LOO for Multivariate Probit

Continuing the discussion from Feedback request: Multivariate Probit Regression with GP:

Brief problem summary: @bgoodri has developed this really handy implementation of the multivariate probit (code below). Unfortunately, it universally gets terrible k-hats in LOO. @martinmodrak made the excellent point in another thread and I wanted to continue discussion here to see if this is a viable way to get a robust LOO estimate (or whether this model is simply a poor candidate for LOO):

Pareto-K is almost guaranteed to be bad if you just add up the contributions to target from this parametrization. In this case, you don’t compute the log likelihood of the observed values given the linear predictors. You actually compute the log likelihood given the linear predictors AND the nuisance parameters. Since the observed values have huge influence on the associated nuisance parameters, loo correctly treats them as having large influence on the model and thus having high k-hat.

Martin goes on to suggest:

It could also make some kind of weird sense to compute the multivariate normal log likelihood of the nuisance parameters given the linear predictors and feed that to loo, but I can’t think completely clearly if that would correspond to a meaningful quantity or not.

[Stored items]

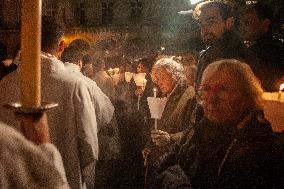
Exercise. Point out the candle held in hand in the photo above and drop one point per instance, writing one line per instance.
(280, 91)
(155, 92)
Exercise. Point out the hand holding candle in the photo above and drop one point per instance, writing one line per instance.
(155, 92)
(140, 82)
(273, 109)
(280, 91)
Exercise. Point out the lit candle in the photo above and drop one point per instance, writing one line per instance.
(128, 76)
(155, 92)
(30, 53)
(110, 71)
(116, 70)
(139, 79)
(115, 79)
(280, 91)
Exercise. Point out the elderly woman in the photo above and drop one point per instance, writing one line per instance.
(169, 76)
(233, 146)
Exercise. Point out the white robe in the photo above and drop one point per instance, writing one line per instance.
(26, 165)
(108, 133)
(73, 125)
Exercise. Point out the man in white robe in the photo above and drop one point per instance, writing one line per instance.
(73, 124)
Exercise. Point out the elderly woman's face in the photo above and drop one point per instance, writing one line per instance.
(221, 96)
(165, 80)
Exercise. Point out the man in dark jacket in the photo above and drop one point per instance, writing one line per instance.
(216, 21)
(255, 28)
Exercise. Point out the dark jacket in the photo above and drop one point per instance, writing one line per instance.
(270, 52)
(226, 157)
(229, 46)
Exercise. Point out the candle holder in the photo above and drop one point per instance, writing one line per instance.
(110, 71)
(140, 81)
(19, 109)
(128, 76)
(116, 70)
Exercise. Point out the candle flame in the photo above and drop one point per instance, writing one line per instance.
(281, 87)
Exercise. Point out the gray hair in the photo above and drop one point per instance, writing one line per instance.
(173, 67)
(249, 83)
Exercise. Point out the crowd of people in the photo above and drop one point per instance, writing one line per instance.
(212, 132)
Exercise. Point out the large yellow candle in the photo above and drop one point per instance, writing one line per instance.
(30, 53)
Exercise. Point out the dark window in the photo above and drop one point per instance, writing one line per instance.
(107, 13)
(49, 7)
(136, 10)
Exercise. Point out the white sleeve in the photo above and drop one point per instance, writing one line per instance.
(55, 157)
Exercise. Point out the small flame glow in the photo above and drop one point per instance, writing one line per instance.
(281, 87)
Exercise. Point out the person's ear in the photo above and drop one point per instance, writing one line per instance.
(230, 23)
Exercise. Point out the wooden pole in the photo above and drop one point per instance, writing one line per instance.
(30, 53)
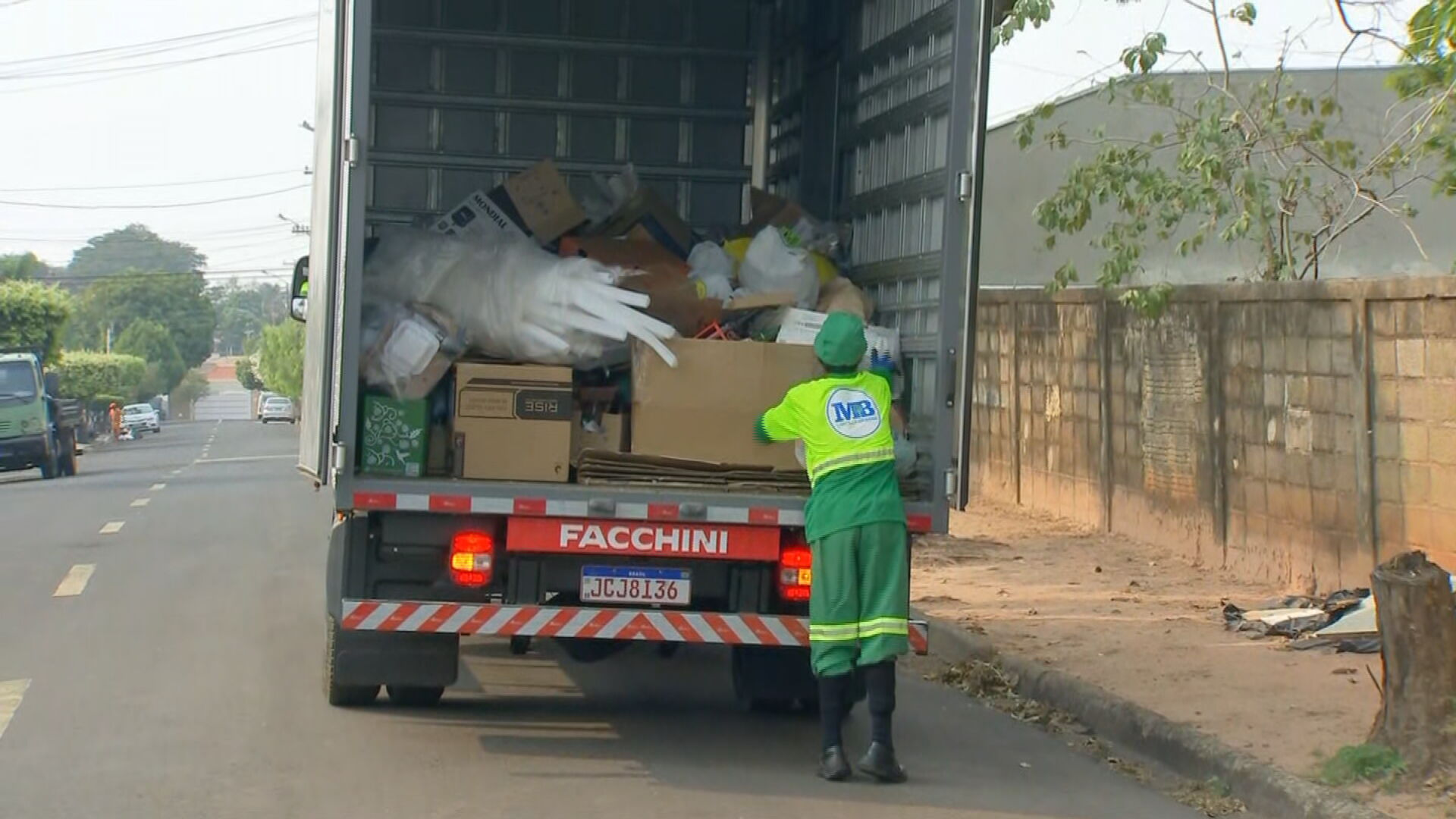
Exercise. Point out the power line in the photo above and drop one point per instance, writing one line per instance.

§ Exercise details
Decide whether each statement agrees with the forum post on LOO for the multivariate probit, answering yes or no and quoting the deciding words. 1. The multivariate probit implementation under discussion gets bad k-hats in LOO. 2. With this parametrization, the log likelihood is computed given the linear predictors alone. 3. Martin is sure that feeding loo the multivariate normal log likelihood of the nuisance parameters would give a meaningful quantity. The stored items are separate material and have no connection to the text.

§ Answer for the task
1. Yes: "it universally gets terrible k-hats in LOO."
2. No: "You actually compute the log likelihood given the linear predictors AND the nuisance parameters."
3. No: "but I can’t think completely clearly if that would correspond to a meaningful quantity or not."